TASK GOAL
From the listing below, gather every line that contains the word "chair", matching case exactly.

%%

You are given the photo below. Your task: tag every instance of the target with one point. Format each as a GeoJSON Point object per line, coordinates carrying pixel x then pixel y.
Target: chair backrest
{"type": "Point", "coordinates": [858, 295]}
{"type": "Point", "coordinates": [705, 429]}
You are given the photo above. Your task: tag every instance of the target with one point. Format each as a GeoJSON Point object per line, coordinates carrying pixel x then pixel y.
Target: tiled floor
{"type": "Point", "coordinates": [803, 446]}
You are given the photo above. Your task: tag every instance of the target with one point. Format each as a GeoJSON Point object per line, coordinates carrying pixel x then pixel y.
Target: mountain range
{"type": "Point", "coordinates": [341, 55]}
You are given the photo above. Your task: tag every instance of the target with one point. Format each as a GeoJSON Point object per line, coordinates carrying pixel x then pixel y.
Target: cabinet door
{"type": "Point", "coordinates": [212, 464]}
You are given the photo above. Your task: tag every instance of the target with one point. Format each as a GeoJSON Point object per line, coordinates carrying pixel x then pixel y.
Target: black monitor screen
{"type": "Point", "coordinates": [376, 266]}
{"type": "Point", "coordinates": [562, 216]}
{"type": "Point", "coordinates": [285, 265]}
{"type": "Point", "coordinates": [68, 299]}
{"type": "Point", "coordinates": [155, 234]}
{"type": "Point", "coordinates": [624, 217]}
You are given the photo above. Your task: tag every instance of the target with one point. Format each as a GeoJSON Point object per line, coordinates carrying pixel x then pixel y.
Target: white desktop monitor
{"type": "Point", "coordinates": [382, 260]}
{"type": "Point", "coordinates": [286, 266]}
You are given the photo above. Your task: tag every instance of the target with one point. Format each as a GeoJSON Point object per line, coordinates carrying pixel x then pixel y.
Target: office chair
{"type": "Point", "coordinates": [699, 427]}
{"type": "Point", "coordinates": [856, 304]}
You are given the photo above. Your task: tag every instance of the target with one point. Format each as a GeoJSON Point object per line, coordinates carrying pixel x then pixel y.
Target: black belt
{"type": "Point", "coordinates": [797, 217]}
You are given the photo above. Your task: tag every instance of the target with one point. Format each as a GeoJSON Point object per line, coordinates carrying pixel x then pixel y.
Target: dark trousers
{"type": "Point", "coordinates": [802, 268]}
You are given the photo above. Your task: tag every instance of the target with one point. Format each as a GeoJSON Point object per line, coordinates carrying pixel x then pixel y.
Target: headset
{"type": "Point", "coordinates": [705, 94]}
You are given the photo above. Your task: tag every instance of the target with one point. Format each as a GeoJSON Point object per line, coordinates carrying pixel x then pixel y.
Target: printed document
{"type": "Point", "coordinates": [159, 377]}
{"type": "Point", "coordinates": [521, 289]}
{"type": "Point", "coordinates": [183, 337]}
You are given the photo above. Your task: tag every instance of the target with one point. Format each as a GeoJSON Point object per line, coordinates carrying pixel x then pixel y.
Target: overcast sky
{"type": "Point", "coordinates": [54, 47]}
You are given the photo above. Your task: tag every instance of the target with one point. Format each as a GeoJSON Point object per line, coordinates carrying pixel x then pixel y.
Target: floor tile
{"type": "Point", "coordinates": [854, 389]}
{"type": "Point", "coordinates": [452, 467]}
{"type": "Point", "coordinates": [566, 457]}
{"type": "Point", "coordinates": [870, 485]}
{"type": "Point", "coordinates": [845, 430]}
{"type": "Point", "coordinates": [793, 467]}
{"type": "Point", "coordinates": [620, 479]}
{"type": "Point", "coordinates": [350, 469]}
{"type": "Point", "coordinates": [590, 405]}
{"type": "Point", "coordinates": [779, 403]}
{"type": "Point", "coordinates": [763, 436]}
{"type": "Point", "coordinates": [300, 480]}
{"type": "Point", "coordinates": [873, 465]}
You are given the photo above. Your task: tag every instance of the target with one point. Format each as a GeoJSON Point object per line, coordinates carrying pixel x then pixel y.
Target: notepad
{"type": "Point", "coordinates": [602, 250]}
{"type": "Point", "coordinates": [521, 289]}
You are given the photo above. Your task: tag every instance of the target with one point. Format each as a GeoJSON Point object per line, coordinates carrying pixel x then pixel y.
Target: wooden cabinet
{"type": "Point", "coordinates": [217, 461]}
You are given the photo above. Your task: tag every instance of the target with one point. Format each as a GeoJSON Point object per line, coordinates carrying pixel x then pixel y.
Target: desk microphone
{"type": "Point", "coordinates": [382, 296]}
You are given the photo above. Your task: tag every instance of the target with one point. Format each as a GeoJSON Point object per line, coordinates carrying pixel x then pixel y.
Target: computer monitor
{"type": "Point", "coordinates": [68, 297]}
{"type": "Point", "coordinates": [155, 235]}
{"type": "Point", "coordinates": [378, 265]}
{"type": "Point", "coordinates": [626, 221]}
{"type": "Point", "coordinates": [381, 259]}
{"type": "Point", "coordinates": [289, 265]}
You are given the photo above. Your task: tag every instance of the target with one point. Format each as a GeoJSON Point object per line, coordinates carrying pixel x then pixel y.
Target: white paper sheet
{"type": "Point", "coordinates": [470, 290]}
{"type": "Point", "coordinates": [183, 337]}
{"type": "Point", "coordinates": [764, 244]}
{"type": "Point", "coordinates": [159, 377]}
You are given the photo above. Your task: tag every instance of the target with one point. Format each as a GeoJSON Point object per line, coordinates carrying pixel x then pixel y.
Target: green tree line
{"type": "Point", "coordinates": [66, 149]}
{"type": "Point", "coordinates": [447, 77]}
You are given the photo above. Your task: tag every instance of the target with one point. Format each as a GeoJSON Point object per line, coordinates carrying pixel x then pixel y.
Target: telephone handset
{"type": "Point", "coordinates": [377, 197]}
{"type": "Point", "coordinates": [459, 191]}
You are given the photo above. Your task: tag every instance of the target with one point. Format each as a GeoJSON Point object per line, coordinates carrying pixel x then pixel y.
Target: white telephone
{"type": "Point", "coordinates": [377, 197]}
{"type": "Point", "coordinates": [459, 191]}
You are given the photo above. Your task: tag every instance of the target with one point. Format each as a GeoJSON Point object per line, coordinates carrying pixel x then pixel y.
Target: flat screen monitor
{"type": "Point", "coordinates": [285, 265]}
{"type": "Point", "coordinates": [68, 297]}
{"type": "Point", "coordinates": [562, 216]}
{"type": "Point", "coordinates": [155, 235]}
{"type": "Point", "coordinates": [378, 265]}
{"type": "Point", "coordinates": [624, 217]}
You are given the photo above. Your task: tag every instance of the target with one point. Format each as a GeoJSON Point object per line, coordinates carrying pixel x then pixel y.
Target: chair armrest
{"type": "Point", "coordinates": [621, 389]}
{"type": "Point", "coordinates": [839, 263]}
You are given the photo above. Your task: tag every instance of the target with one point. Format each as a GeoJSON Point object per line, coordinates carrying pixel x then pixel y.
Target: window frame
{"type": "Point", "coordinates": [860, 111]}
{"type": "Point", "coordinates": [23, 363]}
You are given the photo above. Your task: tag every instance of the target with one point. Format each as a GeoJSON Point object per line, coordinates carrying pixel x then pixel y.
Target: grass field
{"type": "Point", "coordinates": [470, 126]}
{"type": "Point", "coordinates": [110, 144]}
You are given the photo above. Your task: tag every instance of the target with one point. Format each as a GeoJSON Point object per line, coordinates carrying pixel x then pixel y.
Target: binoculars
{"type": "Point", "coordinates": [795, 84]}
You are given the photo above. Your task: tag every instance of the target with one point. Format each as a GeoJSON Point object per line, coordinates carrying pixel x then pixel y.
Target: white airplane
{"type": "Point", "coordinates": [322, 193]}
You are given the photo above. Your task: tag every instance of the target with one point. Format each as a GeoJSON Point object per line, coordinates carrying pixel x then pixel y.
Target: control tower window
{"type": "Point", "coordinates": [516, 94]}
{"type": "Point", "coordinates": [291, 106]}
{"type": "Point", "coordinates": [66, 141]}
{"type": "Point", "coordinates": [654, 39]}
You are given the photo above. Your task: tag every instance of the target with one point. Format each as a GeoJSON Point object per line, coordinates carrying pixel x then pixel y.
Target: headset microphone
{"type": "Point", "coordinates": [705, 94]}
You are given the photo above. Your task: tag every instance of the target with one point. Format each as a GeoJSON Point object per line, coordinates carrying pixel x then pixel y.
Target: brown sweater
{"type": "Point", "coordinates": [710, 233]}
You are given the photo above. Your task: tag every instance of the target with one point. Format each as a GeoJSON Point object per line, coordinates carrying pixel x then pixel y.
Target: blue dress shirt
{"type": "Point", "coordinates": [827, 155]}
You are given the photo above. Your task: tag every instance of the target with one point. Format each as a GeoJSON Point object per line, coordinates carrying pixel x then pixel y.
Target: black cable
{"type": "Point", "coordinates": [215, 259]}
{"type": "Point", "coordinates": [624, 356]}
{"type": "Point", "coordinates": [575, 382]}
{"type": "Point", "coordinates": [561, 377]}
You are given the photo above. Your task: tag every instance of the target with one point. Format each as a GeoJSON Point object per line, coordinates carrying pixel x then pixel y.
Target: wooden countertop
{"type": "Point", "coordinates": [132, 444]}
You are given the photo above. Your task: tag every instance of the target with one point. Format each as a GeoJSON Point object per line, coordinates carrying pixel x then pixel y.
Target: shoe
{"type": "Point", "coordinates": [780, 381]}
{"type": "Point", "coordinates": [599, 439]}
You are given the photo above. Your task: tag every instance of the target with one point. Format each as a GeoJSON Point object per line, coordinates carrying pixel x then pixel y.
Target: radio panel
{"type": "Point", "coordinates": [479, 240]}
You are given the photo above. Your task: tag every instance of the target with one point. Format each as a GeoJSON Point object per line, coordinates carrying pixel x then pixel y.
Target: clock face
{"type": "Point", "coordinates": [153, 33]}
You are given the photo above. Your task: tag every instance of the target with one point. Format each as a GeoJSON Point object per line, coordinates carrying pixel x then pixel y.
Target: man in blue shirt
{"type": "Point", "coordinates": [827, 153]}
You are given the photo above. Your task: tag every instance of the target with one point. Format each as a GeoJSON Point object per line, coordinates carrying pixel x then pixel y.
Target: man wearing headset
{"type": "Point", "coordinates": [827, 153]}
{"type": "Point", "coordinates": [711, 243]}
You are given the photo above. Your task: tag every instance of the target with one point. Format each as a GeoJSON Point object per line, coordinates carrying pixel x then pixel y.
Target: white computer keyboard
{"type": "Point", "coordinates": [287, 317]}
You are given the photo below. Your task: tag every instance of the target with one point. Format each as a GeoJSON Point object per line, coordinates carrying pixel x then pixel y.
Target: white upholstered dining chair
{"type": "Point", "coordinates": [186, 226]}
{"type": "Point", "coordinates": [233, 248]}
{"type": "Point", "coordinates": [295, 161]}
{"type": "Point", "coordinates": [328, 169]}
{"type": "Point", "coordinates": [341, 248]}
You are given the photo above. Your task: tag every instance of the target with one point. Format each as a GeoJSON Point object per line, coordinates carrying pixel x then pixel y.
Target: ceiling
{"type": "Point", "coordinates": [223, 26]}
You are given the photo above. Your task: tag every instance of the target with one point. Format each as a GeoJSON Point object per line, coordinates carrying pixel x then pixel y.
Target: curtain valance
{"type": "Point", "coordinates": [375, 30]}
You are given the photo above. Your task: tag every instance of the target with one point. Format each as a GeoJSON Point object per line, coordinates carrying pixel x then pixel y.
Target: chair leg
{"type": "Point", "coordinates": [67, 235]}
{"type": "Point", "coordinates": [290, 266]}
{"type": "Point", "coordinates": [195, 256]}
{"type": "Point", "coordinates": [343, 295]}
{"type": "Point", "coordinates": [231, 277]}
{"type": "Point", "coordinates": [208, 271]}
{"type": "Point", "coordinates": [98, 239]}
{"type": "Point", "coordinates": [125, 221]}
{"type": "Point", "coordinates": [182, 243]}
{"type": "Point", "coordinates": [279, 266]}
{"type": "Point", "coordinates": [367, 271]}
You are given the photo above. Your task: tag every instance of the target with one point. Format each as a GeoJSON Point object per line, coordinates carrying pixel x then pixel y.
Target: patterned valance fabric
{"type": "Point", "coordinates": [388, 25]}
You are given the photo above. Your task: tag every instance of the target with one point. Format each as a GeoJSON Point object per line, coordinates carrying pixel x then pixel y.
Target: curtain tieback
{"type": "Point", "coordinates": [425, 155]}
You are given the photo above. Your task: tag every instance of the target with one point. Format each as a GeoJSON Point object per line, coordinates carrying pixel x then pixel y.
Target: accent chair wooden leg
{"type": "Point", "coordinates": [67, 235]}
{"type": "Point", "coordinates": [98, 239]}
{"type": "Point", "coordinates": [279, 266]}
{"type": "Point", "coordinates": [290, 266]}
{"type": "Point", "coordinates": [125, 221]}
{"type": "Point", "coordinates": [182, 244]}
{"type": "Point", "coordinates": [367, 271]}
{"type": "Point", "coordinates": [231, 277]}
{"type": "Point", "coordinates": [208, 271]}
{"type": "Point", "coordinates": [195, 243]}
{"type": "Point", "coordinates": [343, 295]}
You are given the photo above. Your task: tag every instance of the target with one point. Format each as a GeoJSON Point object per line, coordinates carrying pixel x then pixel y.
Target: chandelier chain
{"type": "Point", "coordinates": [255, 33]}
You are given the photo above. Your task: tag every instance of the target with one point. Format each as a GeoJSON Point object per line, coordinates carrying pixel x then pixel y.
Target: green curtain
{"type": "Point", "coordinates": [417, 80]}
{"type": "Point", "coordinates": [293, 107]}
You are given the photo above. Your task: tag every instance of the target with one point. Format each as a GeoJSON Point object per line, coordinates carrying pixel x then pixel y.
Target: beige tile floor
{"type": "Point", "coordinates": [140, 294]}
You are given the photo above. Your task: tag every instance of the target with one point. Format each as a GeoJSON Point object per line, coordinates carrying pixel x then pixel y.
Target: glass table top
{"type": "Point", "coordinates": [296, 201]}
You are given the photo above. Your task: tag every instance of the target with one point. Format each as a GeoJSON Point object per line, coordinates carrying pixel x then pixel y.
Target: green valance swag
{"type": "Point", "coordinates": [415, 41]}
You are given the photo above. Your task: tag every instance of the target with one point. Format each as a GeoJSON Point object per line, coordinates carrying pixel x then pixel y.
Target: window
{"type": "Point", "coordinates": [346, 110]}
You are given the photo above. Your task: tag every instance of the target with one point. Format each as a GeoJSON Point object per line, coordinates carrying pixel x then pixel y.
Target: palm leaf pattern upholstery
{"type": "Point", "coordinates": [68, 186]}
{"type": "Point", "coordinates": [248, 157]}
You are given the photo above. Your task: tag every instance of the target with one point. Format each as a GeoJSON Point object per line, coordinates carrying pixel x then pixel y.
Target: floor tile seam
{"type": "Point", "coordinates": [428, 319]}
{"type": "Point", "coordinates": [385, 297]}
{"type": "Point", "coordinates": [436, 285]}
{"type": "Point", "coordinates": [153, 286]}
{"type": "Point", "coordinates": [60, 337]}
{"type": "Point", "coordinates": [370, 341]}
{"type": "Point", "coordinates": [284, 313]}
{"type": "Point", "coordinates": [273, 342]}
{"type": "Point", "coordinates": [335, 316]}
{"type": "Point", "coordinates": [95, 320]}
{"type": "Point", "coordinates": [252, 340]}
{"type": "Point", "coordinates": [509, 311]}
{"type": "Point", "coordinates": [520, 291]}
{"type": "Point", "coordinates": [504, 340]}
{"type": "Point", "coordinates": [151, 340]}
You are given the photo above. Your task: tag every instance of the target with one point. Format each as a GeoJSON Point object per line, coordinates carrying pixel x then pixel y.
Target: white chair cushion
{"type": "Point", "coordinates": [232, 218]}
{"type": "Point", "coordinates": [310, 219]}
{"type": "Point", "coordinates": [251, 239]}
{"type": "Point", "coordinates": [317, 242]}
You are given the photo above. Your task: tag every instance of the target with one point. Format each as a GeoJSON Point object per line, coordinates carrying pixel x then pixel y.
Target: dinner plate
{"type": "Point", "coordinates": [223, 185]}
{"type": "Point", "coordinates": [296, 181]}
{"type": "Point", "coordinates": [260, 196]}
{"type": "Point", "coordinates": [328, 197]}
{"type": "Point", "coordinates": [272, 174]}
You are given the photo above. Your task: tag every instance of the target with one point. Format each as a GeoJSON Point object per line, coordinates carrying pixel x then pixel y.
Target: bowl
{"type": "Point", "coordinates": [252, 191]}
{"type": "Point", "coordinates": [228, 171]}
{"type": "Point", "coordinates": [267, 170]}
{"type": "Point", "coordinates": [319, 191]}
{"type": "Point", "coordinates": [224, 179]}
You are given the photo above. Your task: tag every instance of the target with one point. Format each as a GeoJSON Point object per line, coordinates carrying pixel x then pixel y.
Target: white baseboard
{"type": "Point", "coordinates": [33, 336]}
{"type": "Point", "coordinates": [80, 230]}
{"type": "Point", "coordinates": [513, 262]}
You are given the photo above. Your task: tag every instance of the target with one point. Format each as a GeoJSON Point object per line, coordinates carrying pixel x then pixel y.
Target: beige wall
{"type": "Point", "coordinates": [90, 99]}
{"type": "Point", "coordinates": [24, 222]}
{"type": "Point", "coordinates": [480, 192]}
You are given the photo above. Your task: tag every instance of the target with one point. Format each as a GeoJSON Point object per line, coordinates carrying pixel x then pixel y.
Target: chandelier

%%

SOLUTION TO THIS EXERCISE
Target: chair backrest
Target: office chair
Target: chair armrest
Target: white upholstered dining chair
Target: chair leg
Target: accent chair wooden leg
Target: white chair cushion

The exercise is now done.